[Dataset items]
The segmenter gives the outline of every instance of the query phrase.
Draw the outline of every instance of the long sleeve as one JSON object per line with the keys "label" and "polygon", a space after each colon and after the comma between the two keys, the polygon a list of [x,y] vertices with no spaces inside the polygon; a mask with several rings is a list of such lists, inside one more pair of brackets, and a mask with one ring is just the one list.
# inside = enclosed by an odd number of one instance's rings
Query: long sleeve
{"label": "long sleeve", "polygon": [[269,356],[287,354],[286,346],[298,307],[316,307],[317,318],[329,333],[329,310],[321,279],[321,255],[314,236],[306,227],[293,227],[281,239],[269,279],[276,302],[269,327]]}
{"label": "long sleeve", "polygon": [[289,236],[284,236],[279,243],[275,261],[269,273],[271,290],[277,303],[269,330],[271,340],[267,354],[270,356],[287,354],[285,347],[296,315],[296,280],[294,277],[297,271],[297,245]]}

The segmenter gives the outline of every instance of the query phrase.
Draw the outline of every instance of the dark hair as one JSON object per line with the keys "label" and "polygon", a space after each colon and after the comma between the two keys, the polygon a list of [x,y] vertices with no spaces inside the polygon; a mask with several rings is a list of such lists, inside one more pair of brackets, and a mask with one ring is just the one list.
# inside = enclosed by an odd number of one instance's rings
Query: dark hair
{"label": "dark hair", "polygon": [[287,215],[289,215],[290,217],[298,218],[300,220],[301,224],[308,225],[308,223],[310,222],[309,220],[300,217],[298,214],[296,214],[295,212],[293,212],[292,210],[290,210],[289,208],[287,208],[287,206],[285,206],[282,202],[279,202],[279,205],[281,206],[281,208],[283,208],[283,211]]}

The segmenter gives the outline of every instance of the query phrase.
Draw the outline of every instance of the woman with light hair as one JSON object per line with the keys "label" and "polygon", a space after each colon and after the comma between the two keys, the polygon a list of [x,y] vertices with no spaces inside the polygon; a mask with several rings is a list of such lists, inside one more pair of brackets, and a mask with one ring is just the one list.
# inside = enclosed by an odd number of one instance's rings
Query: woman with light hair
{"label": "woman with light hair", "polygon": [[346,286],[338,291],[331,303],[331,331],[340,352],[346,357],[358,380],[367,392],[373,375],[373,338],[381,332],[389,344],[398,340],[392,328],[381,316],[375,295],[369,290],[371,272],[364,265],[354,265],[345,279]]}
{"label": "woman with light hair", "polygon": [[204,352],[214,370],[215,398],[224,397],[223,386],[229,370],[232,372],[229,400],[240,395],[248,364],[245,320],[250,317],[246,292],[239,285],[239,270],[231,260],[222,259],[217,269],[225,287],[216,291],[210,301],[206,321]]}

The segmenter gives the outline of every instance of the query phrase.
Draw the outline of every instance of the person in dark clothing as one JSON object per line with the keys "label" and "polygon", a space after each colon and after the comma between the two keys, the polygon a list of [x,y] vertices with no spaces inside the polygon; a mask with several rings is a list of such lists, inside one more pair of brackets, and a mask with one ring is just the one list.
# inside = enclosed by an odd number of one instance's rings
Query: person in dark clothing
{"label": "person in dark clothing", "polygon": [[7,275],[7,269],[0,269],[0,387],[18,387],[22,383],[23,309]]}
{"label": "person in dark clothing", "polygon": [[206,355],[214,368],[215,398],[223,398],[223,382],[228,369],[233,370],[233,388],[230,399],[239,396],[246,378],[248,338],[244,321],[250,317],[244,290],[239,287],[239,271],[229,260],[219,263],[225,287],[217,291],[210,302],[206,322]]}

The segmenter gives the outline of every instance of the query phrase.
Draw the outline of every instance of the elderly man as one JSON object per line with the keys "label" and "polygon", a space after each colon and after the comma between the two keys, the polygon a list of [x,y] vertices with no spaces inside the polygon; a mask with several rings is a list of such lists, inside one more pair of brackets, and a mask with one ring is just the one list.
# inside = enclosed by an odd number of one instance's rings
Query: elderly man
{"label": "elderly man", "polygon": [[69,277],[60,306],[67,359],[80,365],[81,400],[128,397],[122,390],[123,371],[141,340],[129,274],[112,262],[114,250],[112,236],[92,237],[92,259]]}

[Problem to work on] Write out every record, exactly as written.

[Response]
The segmenter gives the outline of every instance of the query phrase.
Draw the outline of every instance of the long sleeve as one JSON object per line with the keys "label" and "polygon", a space after each colon and after the comma between the two keys, the polygon a list of [x,y] vertices with no spaces inside the polygon; a mask with several rings is a list of such lists, inside one more pair of brackets, and a mask with one ring is just the one list.
# inside = enclosed by an odd number of one instance's rings
Query: long sleeve
{"label": "long sleeve", "polygon": [[269,356],[287,354],[286,346],[298,307],[316,307],[317,318],[329,333],[329,310],[321,279],[321,255],[314,236],[306,227],[293,227],[281,239],[269,279],[276,302],[269,327]]}
{"label": "long sleeve", "polygon": [[289,236],[284,236],[279,243],[275,261],[269,273],[271,290],[277,303],[269,330],[271,340],[267,354],[270,356],[287,354],[285,347],[296,315],[296,280],[294,277],[297,271],[297,245]]}

The segmenter gives the outline of every instance of the query phrase.
Draw the outline of every instance of the dark hair as one JSON object per line with the keys "label" and "polygon", a space after each colon and after the comma between the two keys, the polygon a list of [x,y] vertices with no spaces inside the polygon; a mask with several rings is a list of such lists, inside one more pair of brackets, and a mask with one ring is just the one list.
# inside = enclosed by an odd number of one instance's rings
Query: dark hair
{"label": "dark hair", "polygon": [[287,215],[289,215],[290,217],[298,218],[300,220],[301,224],[308,225],[308,223],[310,222],[309,220],[300,217],[298,214],[296,214],[295,212],[293,212],[292,210],[290,210],[289,208],[287,208],[287,206],[285,206],[282,202],[279,202],[279,205],[281,206],[281,208],[283,208],[283,211]]}

The segmenter gives the outline of every instance of the query phrase.
Draw the outline of every instance of the woman with light hair as one JSON object per line with the keys "label" and "polygon", a space after each colon and after the comma between the two keys, the polygon a list of [x,y] vertices with no spaces inside the polygon; a mask with several rings is a list of such lists, inside one more pair of brackets, and a mask with one ring is just the one list.
# inside = enclosed by an odd number of one instance's rings
Query: woman with light hair
{"label": "woman with light hair", "polygon": [[346,286],[338,291],[331,303],[331,331],[340,352],[346,357],[358,380],[367,392],[373,375],[373,338],[381,332],[389,344],[398,340],[392,328],[381,316],[375,295],[369,290],[371,272],[364,265],[354,265],[345,279]]}
{"label": "woman with light hair", "polygon": [[204,352],[214,370],[215,398],[224,397],[223,386],[229,370],[232,372],[229,400],[240,395],[248,364],[245,320],[250,317],[246,292],[239,285],[239,270],[231,260],[222,259],[217,269],[225,287],[216,291],[210,301],[206,321]]}

The segmenter gives the outline of every instance of the query phrase.
Draw the outline of every instance of the person in dark clothing as one JSON object per line with the keys "label" and "polygon", a space after each colon and after the comma between the two keys, the polygon a list of [x,y] vertices with no spaces inside the polygon; a mask with several rings is a list of such lists, inside one more pair of brackets, and a mask with one ring is just the one list.
# inside = enclosed by an odd number of one instance's rings
Query: person in dark clothing
{"label": "person in dark clothing", "polygon": [[7,275],[7,269],[0,269],[0,387],[18,387],[22,383],[23,309]]}
{"label": "person in dark clothing", "polygon": [[206,355],[214,368],[215,398],[223,398],[223,382],[228,369],[233,370],[233,388],[230,399],[239,396],[246,378],[248,338],[244,321],[250,317],[244,290],[239,287],[239,271],[229,260],[219,263],[225,287],[217,291],[210,302],[206,322]]}

The segmenter gives the outline of every instance of the query phrase.
Draw the outline of every instance of the elderly man as one JSON object per line with the keys "label" and "polygon", a space after each colon and after the comma between the two keys, the polygon a list of [x,y] vertices with no spaces inside the polygon; a mask with several rings is a list of such lists, inside one more pair of brackets, and a mask with one ring is just the one list.
# inside = enclosed by an odd number of one instance's rings
Query: elderly man
{"label": "elderly man", "polygon": [[69,277],[60,306],[67,359],[80,365],[81,400],[128,397],[122,390],[123,371],[141,340],[129,274],[112,262],[114,250],[112,236],[92,237],[92,259]]}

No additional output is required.